> **Fragmento seleccionado**
____________________
"Lo recuerdo con claridad. Mi marido y yo decidimos dejar la Iglesia": así empezó la cuesta abajo de Kathleen Laplante, que formaba junto a su esposo un matrimonio joven, católico, que poco a poco se había dejado imbuir de las ideas ambientes, y había pasado a defenderlas con acritud.
De hecho, su primera iniciativa tras tomar esa decisión fue convocar a los padres de él, católicos también, para escandalizarles. Acababan de tener su primer hijo, y con él en los brazos Kathleen formuló ante su suegra una agresiva defensa del aborto, sorprendente en una madre primeriza que abraza a su recién nacido: "¿Quiénes se creen en la Iglesia católica que son para decirme que no puedo abortar si quiero hacerlo?".
"El demonio había ganado", afirma ahora Kathleen: "¿Cómo si no podía sostener, con el fruto de mi barriga en las manos, que habría podido abortarlo si hubiese querido? Estábamos esclavizados a los mensajes insidiosos de un mundo secularizado, y defendíamos que las mujeres debían poder ser sacerdotes y las parejas homosexuales adoptar hijos, que la confesión era innecesaria y que ver al Papa como un rey era algo arcaico y ridículo: ¿quién era él para decirnos que no podíamos practicar el sexo antes del matrimonio o practicar el control de natalidad?".
Kathleen y su marido se pasaron a una comunidad protestante donde todo esto no suponía un problema. Pero sólo durante un tiempo, pasado el cual dejaron también de frecuentarla.
Pasaron los años, y tuvieron un segundo hijo. Y ese fue el principio del fin del matrimonio. "De forma inesperada, me rebelé contra la contracepción. Sabía que algo no estaba bien. Quizá mis embarazos y nacimientos habían despertado la madre que hay en mí. Mi marido quería hacerse la vasectomía, pero yo no estaba de acuerdo. Y yo tampoco quería volver a la píldora".
Su relación comenzó a ahogarles, y la depresión postparto que estaba experimentando se convirtió en una depresión fuerte: "Con una enfermedad grave siendo aún joven, con un desacuerdo absoluto sobre nuestra vida sexual, y sin una fe común a la que acudir, nuestro matrimonio de nueve años acabó en divorcio".
____________________
> **Registros tomados de un conjunto de datos**
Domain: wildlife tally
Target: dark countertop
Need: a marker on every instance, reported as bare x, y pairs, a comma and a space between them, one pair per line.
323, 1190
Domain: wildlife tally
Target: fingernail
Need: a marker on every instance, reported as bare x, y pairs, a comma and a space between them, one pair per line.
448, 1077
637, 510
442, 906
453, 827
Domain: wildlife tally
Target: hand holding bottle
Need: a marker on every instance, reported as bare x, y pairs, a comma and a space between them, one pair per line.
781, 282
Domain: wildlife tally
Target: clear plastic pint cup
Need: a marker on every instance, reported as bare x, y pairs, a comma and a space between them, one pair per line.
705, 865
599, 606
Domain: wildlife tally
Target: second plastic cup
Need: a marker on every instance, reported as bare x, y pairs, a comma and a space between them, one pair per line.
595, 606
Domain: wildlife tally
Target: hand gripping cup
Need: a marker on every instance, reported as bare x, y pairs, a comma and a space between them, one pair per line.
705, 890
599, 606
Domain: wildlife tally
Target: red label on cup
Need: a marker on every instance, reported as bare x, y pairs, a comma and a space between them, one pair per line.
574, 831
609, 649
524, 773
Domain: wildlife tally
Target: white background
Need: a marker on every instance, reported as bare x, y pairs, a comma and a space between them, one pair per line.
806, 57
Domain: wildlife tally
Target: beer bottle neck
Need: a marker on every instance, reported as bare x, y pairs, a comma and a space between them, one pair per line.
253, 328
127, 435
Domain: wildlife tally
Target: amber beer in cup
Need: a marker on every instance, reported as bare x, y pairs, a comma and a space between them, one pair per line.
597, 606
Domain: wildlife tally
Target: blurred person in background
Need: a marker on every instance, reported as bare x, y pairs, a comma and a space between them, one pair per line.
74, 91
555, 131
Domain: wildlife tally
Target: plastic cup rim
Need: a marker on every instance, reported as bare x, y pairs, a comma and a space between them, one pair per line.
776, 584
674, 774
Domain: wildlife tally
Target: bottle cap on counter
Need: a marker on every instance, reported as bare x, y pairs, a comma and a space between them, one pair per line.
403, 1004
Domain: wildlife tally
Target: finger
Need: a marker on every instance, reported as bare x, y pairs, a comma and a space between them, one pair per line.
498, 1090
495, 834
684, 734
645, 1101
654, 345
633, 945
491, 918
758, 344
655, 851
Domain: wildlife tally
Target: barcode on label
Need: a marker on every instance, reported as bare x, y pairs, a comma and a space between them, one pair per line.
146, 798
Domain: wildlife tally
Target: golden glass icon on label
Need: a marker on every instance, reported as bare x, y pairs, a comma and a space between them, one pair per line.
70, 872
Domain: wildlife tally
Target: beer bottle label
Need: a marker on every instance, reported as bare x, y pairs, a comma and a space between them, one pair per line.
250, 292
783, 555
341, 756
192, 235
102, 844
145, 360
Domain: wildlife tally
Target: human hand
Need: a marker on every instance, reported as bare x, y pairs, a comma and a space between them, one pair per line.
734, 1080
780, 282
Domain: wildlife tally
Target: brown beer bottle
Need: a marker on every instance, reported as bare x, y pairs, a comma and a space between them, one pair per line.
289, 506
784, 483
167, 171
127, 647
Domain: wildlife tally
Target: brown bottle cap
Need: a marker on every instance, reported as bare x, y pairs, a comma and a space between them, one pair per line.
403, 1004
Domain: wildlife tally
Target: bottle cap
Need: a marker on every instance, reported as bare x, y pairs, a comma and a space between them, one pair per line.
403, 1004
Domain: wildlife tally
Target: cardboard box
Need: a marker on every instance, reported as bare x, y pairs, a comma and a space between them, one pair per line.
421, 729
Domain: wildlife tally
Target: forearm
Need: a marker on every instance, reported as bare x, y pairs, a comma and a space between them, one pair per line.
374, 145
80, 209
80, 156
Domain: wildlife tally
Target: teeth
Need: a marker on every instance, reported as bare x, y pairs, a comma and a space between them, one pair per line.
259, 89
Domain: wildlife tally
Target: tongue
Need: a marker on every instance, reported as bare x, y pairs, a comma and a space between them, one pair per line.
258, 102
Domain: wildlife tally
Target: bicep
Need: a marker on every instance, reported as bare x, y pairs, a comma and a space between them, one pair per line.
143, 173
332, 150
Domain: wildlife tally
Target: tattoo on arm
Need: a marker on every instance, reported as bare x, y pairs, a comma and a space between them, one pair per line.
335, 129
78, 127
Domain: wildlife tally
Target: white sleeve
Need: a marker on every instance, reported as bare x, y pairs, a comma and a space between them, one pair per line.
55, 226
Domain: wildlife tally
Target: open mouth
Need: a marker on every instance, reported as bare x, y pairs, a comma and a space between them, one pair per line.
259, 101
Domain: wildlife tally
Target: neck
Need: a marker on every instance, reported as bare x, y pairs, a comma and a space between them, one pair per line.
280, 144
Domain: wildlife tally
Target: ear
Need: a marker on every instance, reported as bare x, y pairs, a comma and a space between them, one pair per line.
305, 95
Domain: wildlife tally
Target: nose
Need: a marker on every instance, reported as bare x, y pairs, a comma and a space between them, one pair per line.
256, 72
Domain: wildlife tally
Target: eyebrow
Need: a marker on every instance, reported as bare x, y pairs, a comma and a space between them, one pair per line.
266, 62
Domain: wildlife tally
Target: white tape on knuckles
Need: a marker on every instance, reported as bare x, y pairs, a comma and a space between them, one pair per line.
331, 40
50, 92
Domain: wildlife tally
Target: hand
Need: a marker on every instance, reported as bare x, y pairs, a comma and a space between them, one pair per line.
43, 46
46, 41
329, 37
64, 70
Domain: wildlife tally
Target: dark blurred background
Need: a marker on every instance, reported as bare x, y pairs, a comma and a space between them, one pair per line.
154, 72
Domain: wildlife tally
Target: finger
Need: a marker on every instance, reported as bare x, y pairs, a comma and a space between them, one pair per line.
____________________
> **Lo que se pide**
Según el fragmento seleccionado, ¿cuántos años duró el matrimonio de Kathleen Laplante antes del divorcio? Responde con una frase, por favor.

> **Espacio de respuesta**
Duró nueve años antes de acabar en divorcio.